▸ **Aim**: Render all of the data below as a Markdown table with two columns, Row and Line. Number each line in Row and skip any blank lines.

▸ **Data supplied**:
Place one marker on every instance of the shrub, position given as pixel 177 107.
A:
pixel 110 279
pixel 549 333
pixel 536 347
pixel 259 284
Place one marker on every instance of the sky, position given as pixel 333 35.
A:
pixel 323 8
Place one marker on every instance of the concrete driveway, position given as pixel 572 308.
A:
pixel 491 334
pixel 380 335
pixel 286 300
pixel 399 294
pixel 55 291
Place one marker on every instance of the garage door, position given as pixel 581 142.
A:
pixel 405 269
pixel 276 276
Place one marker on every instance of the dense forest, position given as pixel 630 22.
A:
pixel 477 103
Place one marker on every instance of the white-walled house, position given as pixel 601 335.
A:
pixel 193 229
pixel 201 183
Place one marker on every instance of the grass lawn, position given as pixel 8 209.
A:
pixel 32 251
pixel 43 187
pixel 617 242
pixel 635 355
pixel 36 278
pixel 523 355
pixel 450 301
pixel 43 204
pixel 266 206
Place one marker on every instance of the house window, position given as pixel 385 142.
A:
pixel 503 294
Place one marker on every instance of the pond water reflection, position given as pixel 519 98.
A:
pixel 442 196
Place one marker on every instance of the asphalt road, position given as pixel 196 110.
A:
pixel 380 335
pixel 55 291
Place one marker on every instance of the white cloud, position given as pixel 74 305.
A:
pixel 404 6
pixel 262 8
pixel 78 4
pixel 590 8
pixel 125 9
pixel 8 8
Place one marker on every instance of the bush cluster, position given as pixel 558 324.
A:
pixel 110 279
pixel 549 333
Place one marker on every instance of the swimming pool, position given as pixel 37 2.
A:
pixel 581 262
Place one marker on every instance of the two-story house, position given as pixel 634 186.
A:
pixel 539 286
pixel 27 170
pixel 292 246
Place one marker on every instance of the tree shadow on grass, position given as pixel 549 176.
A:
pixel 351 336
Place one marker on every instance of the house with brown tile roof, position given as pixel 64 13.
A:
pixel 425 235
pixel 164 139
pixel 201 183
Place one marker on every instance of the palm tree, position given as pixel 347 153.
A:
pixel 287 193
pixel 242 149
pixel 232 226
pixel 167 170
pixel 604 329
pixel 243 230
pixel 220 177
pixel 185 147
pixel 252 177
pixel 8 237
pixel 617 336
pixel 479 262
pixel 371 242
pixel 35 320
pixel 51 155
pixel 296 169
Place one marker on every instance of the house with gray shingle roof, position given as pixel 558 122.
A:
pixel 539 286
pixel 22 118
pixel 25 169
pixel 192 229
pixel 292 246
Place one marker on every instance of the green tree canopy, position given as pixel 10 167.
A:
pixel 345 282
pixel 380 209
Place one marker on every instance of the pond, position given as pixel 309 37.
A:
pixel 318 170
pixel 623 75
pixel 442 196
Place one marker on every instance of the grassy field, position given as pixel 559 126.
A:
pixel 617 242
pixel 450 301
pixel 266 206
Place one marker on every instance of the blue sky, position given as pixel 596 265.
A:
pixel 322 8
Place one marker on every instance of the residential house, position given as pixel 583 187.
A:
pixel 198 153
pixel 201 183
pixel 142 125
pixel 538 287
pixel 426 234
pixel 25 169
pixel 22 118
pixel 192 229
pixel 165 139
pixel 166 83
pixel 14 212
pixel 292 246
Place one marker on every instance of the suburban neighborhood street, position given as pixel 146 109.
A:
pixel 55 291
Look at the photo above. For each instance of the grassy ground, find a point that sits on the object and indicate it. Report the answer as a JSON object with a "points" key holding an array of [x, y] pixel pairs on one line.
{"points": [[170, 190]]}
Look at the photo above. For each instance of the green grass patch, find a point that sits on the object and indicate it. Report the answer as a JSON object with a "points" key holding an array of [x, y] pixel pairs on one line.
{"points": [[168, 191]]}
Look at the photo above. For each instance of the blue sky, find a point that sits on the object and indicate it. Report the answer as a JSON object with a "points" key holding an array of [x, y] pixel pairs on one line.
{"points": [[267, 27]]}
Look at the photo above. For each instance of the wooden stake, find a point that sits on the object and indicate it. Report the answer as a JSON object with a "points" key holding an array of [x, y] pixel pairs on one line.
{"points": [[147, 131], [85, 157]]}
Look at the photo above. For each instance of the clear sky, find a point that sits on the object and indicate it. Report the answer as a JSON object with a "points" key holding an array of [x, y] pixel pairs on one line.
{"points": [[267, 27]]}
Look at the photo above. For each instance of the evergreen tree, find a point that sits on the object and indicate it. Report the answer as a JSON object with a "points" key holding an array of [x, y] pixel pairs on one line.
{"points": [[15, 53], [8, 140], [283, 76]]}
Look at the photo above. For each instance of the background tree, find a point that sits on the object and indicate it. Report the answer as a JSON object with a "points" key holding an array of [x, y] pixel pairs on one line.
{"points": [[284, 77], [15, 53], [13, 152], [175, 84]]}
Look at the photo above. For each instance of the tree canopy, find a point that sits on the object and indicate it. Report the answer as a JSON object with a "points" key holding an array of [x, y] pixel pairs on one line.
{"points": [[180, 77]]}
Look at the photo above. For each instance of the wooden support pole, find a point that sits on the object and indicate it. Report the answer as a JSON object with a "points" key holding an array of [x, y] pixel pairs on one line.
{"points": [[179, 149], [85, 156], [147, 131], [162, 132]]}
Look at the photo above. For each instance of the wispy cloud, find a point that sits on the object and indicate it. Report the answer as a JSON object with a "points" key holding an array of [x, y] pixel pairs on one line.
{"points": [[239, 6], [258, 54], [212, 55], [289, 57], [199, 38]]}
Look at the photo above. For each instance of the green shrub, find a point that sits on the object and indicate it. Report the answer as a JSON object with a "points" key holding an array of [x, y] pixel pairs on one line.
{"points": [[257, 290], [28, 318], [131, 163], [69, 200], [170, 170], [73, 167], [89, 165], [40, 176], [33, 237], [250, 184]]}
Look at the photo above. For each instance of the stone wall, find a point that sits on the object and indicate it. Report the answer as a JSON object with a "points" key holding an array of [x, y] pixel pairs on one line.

▸ **Reply**:
| Row | Line |
|---|---|
| 1 | Place one marker on every instance of the shrub, position given as pixel 177 107. |
| 2 | A: |
| 3 | pixel 110 279 |
| 4 | pixel 549 333 |
| 5 | pixel 536 347 |
| 6 | pixel 259 284 |
| 7 | Place one marker on every instance of the sky, position given as pixel 333 35. |
| 8 | A: |
| 9 | pixel 323 8 |
| 10 | Place one marker on every instance of the concrete driveway, position given as pixel 572 308. |
| 11 | A: |
| 12 | pixel 491 334 |
| 13 | pixel 380 335 |
| 14 | pixel 286 300 |
| 15 | pixel 399 294 |
| 16 | pixel 55 291 |
| 17 | Place one marker on every instance of the garage door, position given as pixel 581 142. |
| 18 | A: |
| 19 | pixel 405 269 |
| 20 | pixel 276 276 |
| 21 | Place one marker on every instance of the dense forest, position given as pixel 630 22. |
| 22 | A: |
| 23 | pixel 477 103 |
| 24 | Place one marker on every instance of the white-walled house, position given as pixel 601 335. |
| 25 | A: |
| 26 | pixel 193 229 |
| 27 | pixel 201 183 |
| 28 | Place one marker on every instance of the grass lawn, position given as pixel 8 209. |
| 29 | A: |
| 30 | pixel 32 251 |
| 31 | pixel 43 187 |
| 32 | pixel 617 242 |
| 33 | pixel 635 355 |
| 34 | pixel 36 278 |
| 35 | pixel 523 355 |
| 36 | pixel 450 301 |
| 37 | pixel 43 204 |
| 38 | pixel 266 206 |
| 39 | Place one marker on every instance of the house window, position given as pixel 385 142. |
| 40 | A: |
| 41 | pixel 503 294 |
| 42 | Place one marker on every instance of the pond water reflection, position given as pixel 519 98. |
| 43 | A: |
| 44 | pixel 442 196 |
| 45 | Place one marker on every instance of the asphalt road, position given as pixel 196 110. |
| 46 | A: |
| 47 | pixel 380 335 |
| 48 | pixel 55 291 |
| 49 | Place one marker on every instance of the white cloud, position given as pixel 74 305. |
| 50 | A: |
| 51 | pixel 404 6 |
| 52 | pixel 262 8 |
| 53 | pixel 78 4 |
| 54 | pixel 590 8 |
| 55 | pixel 125 9 |
| 56 | pixel 8 8 |
| 57 | Place one marker on every instance of the bush cluster, position given as pixel 558 324. |
| 58 | A: |
| 59 | pixel 110 279 |
| 60 | pixel 549 333 |
| 61 | Place one marker on every instance of the swimming pool, position given as pixel 37 2. |
| 62 | A: |
| 63 | pixel 581 262 |
| 64 | Place one marker on every instance of the two-story house, position given as pixel 634 186. |
| 65 | A: |
| 66 | pixel 539 286 |
| 67 | pixel 27 170 |
| 68 | pixel 292 246 |
| 69 | Place one marker on every instance of the tree shadow on grass, position given as pixel 549 176. |
| 70 | A: |
| 71 | pixel 351 336 |
| 72 | Place one marker on every instance of the house with brown tile roof, position given as pixel 64 13. |
| 73 | A: |
| 74 | pixel 425 235 |
| 75 | pixel 164 139 |
| 76 | pixel 201 183 |
| 77 | Place one marker on every instance of the palm tree, position given as pixel 347 153. |
| 78 | A: |
| 79 | pixel 287 193 |
| 80 | pixel 242 149 |
| 81 | pixel 232 226 |
| 82 | pixel 167 170 |
| 83 | pixel 604 329 |
| 84 | pixel 243 230 |
| 85 | pixel 220 177 |
| 86 | pixel 185 147 |
| 87 | pixel 252 177 |
| 88 | pixel 8 237 |
| 89 | pixel 617 336 |
| 90 | pixel 479 262 |
| 91 | pixel 371 242 |
| 92 | pixel 35 320 |
| 93 | pixel 51 155 |
| 94 | pixel 296 169 |
| 95 | Place one marker on every instance of the house with gray shingle roof, position given as pixel 558 122. |
| 96 | A: |
| 97 | pixel 539 286 |
| 98 | pixel 22 118 |
| 99 | pixel 25 169 |
| 100 | pixel 192 229 |
| 101 | pixel 292 246 |
| 102 | Place one marker on every instance of the green tree canopy, position given as pixel 10 167. |
| 103 | A: |
| 104 | pixel 345 282 |
| 105 | pixel 380 209 |
| 106 | Place one marker on every instance of the pond, position given as pixel 309 37. |
| 107 | A: |
| 108 | pixel 318 170 |
| 109 | pixel 623 75 |
| 110 | pixel 442 196 |
| 111 | Place one marker on every instance of the grassy field, position given as pixel 559 126. |
| 112 | A: |
| 113 | pixel 617 242 |
| 114 | pixel 450 301 |
| 115 | pixel 266 206 |
| 116 | Place one marker on every instance of the blue sky, position given as pixel 596 265. |
| 117 | A: |
| 118 | pixel 322 8 |
| 119 | Place one marker on every instance of the residential house, position given as pixel 583 187. |
| 120 | A: |
| 121 | pixel 198 153 |
| 122 | pixel 201 183 |
| 123 | pixel 142 125 |
| 124 | pixel 538 287 |
| 125 | pixel 426 234 |
| 126 | pixel 25 169 |
| 127 | pixel 22 118 |
| 128 | pixel 192 229 |
| 129 | pixel 165 139 |
| 130 | pixel 166 83 |
| 131 | pixel 14 212 |
| 132 | pixel 292 246 |
| 133 | Place one marker on every instance of the suburban neighborhood street, position given as pixel 146 109. |
| 134 | A: |
| 135 | pixel 55 291 |
| 136 | Look at the photo above. For each instance of the grassy ground, find a point that sits on the object and indicate it. Report the answer as a JSON object with a "points" key holding an array of [x, y] pixel pairs on one line. |
| 137 | {"points": [[170, 190]]} |
| 138 | Look at the photo above. For each instance of the green grass patch, find a point that sits on the object and indicate it. Report the answer as a JSON object with a "points" key holding an array of [x, y] pixel pairs on one line. |
| 139 | {"points": [[168, 191]]} |
| 140 | Look at the photo above. For each instance of the blue sky, find a point that sits on the object and indicate it. Report the answer as a JSON object with a "points" key holding an array of [x, y] pixel pairs on one line. |
| 141 | {"points": [[267, 27]]} |
| 142 | Look at the photo above. For each instance of the wooden stake, find a point that sits on the object and indicate it. Report the answer as a JSON object with a "points" key holding an array of [x, y] pixel pairs on one line. |
| 143 | {"points": [[147, 131], [85, 157]]} |
| 144 | Look at the photo above. For each instance of the clear sky, find a point that sits on the object and indicate it. Report the answer as a JSON object with a "points" key holding an array of [x, y] pixel pairs on one line. |
| 145 | {"points": [[267, 27]]} |
| 146 | Look at the photo above. For each instance of the evergreen tree, find a point that sits on the object and indicate it. Report the answer as a JSON object with a "points" key holding an array of [x, y] pixel pairs on one line. |
| 147 | {"points": [[15, 53], [8, 140], [283, 76]]} |
| 148 | Look at the photo above. For each instance of the background tree, find a point that sits on the object and indicate it. Report the answer as a JSON object with a "points" key holding an array of [x, y] pixel pairs on one line. |
| 149 | {"points": [[284, 77], [15, 53], [13, 152], [175, 84]]} |
| 150 | Look at the photo above. For each instance of the tree canopy, find a point that sits on the object and indicate it. Report the answer as a JSON object with a "points" key holding an array of [x, y] pixel pairs on one line. |
| 151 | {"points": [[180, 77]]} |
| 152 | Look at the photo above. For each instance of the wooden support pole, find a point that sits on the object and indicate it. Report the answer as a JSON object with a "points" key holding an array of [x, y] pixel pairs on one line. |
| 153 | {"points": [[179, 149], [85, 156], [147, 131], [162, 132]]} |
| 154 | Look at the photo above. For each instance of the wispy cloud, find a point that sits on the object and indicate it. Report the answer as a JSON object with a "points" key holding an array of [x, y] pixel pairs on one line. |
| 155 | {"points": [[239, 6], [258, 54], [212, 55], [289, 57], [199, 38]]} |
| 156 | Look at the photo above. For each instance of the green shrub, find a point that sits on the object and indicate it. Report the answer as a JSON object with a "points" key holding an array of [x, y] pixel pairs on one line. |
| 157 | {"points": [[257, 290], [28, 318], [131, 163], [69, 200], [170, 170], [73, 167], [89, 165], [40, 176], [33, 237], [250, 184]]} |
| 158 | Look at the photo above. For each instance of the stone wall, find a point that sits on the object and indicate it. Report the answer as a JSON object with a "points" key holding an array of [x, y] pixel pairs on one line. |